* start Records shown *
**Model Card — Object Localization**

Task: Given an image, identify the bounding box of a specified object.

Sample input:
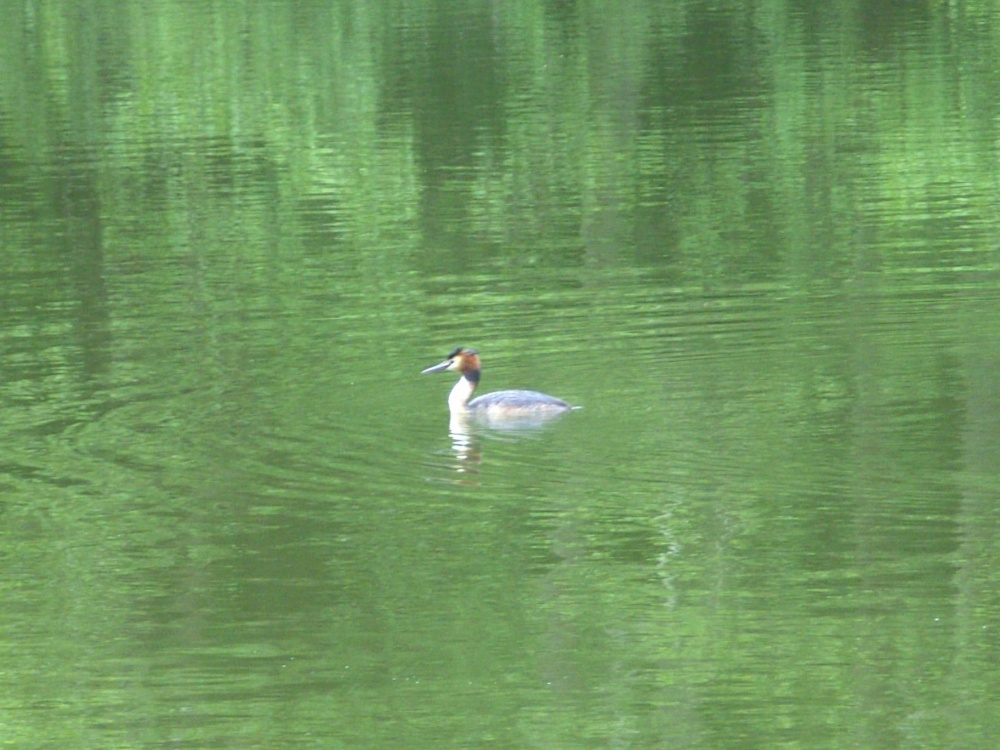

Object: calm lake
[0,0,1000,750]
* end Records shown *
* start Records shown *
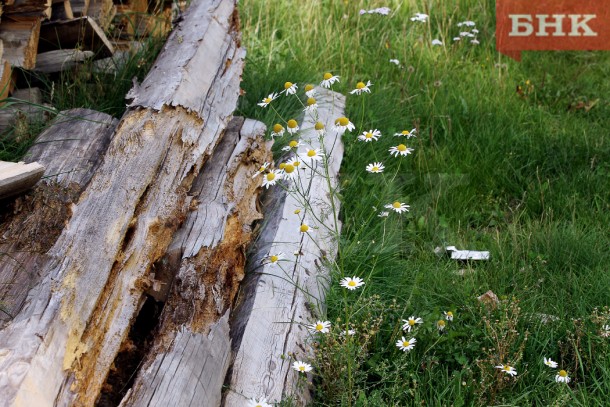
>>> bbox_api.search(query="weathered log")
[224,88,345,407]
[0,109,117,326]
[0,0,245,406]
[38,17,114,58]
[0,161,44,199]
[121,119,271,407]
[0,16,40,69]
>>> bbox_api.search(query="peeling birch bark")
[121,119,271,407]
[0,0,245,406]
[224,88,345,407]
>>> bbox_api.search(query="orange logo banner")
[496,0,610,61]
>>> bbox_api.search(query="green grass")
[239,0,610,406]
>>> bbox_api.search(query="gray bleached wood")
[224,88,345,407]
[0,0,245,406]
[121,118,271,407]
* end Records shown *
Task objective » How many lines in the entries above contain the string "query", with case counting? Give only the number.

Output for this exercise » 5